» Your task
In the forum thread, which versions of the opt_einsum code were added directly to NumPy?

» Text
The practical need is the following -- if there's a schedule that computes an expression in reasonable time, discovering this schedule should also take reasonable time.

The assumption of "reasonable time" puts an upper bound on tree-width of the expression graph. Perhaps the dp search strategy can be improved to take that into account? Currently it takes too long even for a tree-structured expression

yaroslavvb avatar Feb 02 '20 22:02 yaroslavvb

BTW, I've recently reran this comparing against np.einsum, and the issue still exists. However, opt_einsum's dp optimizer seems to be better than np.einsum optimizer. Numpy seems to use this algorithm

Here's the colab comparing the methods

What motivated this is that there's @rgommers was working including np.einsum in the array API, which requires deciding which method to include in the API standard for optimization.

yaroslavvb avatar Jan 09 '22 17:01 yaroslavvb

I added the greedy and optimal versions of the opt_einsum code directly to NumPy a number of years ago (oof, blame says 5!). Parsing through the blame, it hasn't been touched since. I'm happy to contribute more of opt_einsum to NumPy if we can define the feature set everyone is happy with. The diversity of use cases np.einsum is used for made it a bit of a balancing act

What we are looking for here is that the minimal scaling, but not flop count is found in a reasonable time envelope for an arbitrary graph. Let me check if a few facts are true:

  • dp minimal scaling 👍 (except for small tree width) , time envelope 👎
  • greedy minimal scaling 👎 , time envelope 👍
  • We need an algorithm that does not require dependancies beyond NumPy such as networkX

There are a few ideas there which should be simple to implement if we can cover the use cases. Is there a working group we can join to find out more about the API standard?

dgasmith avatar Jan 15 '22 17:01 dgasmith

I learned about np.einsum from this discussion, @rgommers -- could you point us to where Python Array API discussions are happening?

yaroslavvb avatar Jan 15 '22 20:01 yaroslavvb

I learned about np.einsum from this discussion, @rgommers -- could you point us to where Python Array API discussions are happening?

Sure, this is the main repo: https://github.com/data-apis/array-api/issues

rgommers avatar Jan 17 '22 13:01 rgommers

» Collected material
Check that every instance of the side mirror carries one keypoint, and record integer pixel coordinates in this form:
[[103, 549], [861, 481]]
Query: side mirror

» Finished answer
The greedy and optimal versions.